Malaria can be eliminated

Today is World Malaria Day. Instituted by WHO Member States during the World Health Assembly of 2007, the day falling annually on April 25 is an occasion to highlight the awareness of malaria and the need for continued investment and sustained political commitment to its prevention and control.

Malaria is a huge public health problem in sub-Saharan Africa, with the rest of Africa, Latin America and Asia suffering it in less intensity and parts of the Middle East and even Europe experiencing it lesser.

It is a disease that attacks everyone within its reach but mostly kills children.

Globally, the disease attacks billions in 106 of the world’s 195 countries with very high mortality rates.

In 2020, for instance, some 241 million new cases and 627,000 deaths in 85 countries were recorded, with more than two thirds of deaths being among children under age 5 living in Africa.

The vector-transmissible disease is said to be preventable and treatable, yet it continues to have worrying impact on the health and livelihood of people living in the endemic countries.

The fight against the disease has become global, which is why even countries where it is not a public health problem have joined in it.

For instance, President of the US, Mr George W Bush Jr introduced in 2007 a project to help fight the disease, particularly in Africa.

Under the project, which has come to be known as the US President’ Malaria Initiative (PMI), Ghana, for instance, received $305 million to support its initiatives to fight the disease.

It must be noted that the fight against malaria is age-old because the search for a vaccine, for example, started in the 1960s, which means efforts were being made long before now and steady progress was made.

It is on record that there emerged advances in lowering the global burden of malaria between 2000 and 2015, but the progress has slowed in recent years, particularly in sub-Saharan Africa.

This has called for urgent and concerted action by the world towards achieving the 2030 WHO target of a world free of malaria or at least reducing the disease burden by 90 per cent.

The celebration of the World Malaria Day today, should therefore be a reference point to intensify the call for stronger action to save the globe from this preventable disease by use of every relevant tool or means, including financial assistance to poor nations and also adoption of new approaches.

This is why the theme for this year’s celebration, ‘Harness innovation to reduce the malaria disease burden and save lives’ should engage the attention of all governments.

About this exercise – Extend the editorial on World Malaria Day past its final sentence.

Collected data
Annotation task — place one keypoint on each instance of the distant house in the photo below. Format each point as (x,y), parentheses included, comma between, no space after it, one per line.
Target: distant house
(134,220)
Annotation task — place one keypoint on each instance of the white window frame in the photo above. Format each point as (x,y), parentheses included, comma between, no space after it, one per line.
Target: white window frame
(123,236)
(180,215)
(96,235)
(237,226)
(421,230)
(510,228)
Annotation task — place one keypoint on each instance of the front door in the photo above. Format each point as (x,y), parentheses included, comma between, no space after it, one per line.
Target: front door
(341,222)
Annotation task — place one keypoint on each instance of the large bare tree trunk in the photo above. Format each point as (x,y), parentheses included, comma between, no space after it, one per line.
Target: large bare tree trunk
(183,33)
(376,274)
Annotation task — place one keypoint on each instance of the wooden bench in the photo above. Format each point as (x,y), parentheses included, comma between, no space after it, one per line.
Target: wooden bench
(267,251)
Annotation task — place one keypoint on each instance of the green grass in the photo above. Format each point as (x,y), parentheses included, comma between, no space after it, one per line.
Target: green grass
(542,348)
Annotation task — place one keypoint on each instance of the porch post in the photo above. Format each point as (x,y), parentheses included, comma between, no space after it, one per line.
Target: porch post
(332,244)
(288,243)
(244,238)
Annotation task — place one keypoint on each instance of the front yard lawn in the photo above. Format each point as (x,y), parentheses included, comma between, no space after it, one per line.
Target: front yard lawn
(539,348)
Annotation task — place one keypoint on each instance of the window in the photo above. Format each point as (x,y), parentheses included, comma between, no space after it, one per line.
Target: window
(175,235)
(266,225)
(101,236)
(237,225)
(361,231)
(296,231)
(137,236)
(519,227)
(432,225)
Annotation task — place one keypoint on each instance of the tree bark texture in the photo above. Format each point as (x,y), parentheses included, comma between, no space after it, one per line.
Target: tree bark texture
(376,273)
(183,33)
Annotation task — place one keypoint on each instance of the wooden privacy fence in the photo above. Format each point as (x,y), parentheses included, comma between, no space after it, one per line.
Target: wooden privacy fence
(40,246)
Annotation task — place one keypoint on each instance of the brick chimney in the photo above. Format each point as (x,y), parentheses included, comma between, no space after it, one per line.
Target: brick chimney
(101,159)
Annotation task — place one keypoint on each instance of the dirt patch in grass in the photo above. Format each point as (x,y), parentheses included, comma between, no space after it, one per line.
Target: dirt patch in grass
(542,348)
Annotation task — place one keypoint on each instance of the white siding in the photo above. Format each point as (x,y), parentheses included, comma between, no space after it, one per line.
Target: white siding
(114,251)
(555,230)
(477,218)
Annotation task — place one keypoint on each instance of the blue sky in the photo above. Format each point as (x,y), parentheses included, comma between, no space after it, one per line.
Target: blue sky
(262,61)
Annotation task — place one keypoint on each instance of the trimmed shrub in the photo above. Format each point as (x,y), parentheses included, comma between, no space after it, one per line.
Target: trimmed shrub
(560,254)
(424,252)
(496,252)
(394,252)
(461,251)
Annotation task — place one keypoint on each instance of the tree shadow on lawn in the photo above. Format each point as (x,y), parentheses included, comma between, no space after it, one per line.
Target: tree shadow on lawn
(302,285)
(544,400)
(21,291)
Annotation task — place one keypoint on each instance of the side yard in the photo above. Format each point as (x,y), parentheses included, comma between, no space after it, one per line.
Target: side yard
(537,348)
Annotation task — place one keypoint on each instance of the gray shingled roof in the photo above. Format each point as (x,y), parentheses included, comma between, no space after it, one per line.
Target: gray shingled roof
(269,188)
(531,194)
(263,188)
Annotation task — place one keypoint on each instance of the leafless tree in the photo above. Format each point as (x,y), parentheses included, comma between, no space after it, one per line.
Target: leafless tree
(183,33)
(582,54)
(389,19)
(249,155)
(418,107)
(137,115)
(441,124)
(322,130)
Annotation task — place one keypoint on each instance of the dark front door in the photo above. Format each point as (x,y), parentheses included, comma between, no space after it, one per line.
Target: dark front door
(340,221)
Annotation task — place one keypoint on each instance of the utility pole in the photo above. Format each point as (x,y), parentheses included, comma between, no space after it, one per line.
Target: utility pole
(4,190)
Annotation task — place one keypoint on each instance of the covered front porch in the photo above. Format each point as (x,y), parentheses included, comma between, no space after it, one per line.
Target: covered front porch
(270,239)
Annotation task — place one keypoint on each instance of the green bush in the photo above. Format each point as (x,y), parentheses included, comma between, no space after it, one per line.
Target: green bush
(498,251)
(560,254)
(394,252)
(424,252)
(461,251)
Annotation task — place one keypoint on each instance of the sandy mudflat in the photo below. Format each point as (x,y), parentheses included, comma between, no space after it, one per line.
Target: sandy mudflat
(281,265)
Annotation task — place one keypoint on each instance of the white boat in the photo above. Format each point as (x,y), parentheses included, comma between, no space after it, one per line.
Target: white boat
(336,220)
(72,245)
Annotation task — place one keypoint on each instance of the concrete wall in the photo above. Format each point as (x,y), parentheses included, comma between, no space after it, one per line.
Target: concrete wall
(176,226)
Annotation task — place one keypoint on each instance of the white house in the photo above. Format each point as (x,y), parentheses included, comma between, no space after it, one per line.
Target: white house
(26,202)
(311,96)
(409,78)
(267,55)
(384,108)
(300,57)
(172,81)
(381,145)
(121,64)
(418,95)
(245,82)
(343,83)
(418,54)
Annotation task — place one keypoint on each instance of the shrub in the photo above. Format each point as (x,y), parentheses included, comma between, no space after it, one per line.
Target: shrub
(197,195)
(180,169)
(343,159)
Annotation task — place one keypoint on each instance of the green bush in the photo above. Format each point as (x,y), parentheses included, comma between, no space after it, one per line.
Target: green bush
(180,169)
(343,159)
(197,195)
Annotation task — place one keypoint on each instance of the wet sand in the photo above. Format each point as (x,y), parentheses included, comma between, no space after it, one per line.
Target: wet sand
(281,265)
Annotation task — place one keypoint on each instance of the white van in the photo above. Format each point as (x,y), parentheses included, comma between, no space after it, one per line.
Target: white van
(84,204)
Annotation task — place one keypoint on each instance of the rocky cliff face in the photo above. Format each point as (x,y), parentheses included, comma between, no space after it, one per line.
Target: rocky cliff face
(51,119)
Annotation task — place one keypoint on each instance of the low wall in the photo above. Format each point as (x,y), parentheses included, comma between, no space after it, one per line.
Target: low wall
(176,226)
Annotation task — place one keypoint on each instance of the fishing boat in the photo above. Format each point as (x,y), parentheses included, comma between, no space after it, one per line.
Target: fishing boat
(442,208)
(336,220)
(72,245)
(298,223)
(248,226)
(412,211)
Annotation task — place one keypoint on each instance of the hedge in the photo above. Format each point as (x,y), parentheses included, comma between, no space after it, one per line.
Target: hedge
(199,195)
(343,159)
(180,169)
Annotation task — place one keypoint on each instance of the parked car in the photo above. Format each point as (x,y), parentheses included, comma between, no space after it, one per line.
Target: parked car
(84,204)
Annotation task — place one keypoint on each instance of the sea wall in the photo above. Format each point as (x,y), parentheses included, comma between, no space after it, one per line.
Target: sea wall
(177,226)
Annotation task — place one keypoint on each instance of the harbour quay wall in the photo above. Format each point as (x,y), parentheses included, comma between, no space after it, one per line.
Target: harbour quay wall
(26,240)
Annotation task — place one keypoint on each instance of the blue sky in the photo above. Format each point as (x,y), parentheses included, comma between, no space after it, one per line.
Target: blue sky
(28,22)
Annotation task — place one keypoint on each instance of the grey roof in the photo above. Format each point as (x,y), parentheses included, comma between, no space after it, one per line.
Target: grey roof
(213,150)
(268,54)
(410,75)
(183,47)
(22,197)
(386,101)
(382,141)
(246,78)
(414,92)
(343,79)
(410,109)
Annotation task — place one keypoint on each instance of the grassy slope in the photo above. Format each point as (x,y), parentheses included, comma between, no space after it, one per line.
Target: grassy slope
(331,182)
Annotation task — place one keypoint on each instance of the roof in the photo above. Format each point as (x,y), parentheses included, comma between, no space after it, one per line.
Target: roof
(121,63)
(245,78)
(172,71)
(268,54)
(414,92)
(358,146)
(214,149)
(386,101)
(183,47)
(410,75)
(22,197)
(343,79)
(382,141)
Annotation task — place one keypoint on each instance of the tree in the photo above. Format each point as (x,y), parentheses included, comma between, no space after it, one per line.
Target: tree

Your response –
In fact, the WHO says no single tool available today will solve the problem of malaria and calls for investments and innovation that bring new vector-control approaches, diagnostics, antimalarial medicines and other tools to speed the pace of the fight against malaria.

The WHO is making this call at a time it has approved a groundbreaking vaccine, RTS,S/AS01, to fight the disease.

 This means the global health organisation is not resting efforts to eradicate malaria from the globe.


Its vision is not impossible because there are some countries that have been certified malaria-free.

Any country that achieves at least three consecutive years of zero indigenous cases of malaria are eligible to apply for WHO certificate of malaria elimination

 It is on record that since 2015, nine have been able to achieve that, including Maldives (2015), Sri Lanka (2016), Kyrgyzstan (2016), Paraguay (2018), Uzbekistan (2018), Argentina (2019), Algeria (2019), China (2021) and El Salvador (2021), which has become the first country in Central America to achieve that feat after more than 50 years of commitment, hard work and community involvement.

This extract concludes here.